### TASK
Convert the lines of the records below, from the line containing "Mark each instance of the candle" through the end of the records (inclusive), into a JSON list of strings with one string per line. Omit blank lines.

[START EXERCISE INPUT]

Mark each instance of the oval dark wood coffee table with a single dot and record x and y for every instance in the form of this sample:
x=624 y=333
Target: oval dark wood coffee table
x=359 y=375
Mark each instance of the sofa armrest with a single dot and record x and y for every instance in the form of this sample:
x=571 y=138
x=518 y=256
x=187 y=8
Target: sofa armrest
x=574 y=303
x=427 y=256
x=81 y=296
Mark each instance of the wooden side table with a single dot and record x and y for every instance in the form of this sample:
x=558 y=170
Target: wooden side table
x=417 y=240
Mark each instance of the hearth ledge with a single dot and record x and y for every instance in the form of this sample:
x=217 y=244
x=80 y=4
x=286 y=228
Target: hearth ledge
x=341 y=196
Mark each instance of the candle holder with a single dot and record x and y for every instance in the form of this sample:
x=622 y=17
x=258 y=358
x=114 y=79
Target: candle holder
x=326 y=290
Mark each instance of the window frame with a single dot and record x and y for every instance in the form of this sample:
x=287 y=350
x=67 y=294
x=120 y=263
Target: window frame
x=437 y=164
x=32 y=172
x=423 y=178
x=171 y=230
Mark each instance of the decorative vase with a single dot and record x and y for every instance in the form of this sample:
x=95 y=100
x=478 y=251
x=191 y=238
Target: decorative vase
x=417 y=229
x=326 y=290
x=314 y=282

[END EXERCISE INPUT]

### IN RESPONSE
[
  "Mark each instance of the candle holder with a single dot and record x and y for every instance in the form of this sample:",
  "x=622 y=17",
  "x=258 y=358",
  "x=114 y=79",
  "Target: candle holder",
  "x=326 y=290",
  "Mark each instance of the window frame with a single dot and record x and y for every instance in the form of this sample:",
  "x=287 y=350",
  "x=67 y=294",
  "x=120 y=263",
  "Target: window frame",
  "x=437 y=164",
  "x=32 y=172",
  "x=423 y=178",
  "x=171 y=230",
  "Mark each instance of the decorative vase with a single dot and record x and y for every instance in the form of this sample:",
  "x=95 y=100",
  "x=478 y=251",
  "x=191 y=238",
  "Target: decorative vase",
  "x=417 y=229",
  "x=326 y=290",
  "x=314 y=282"
]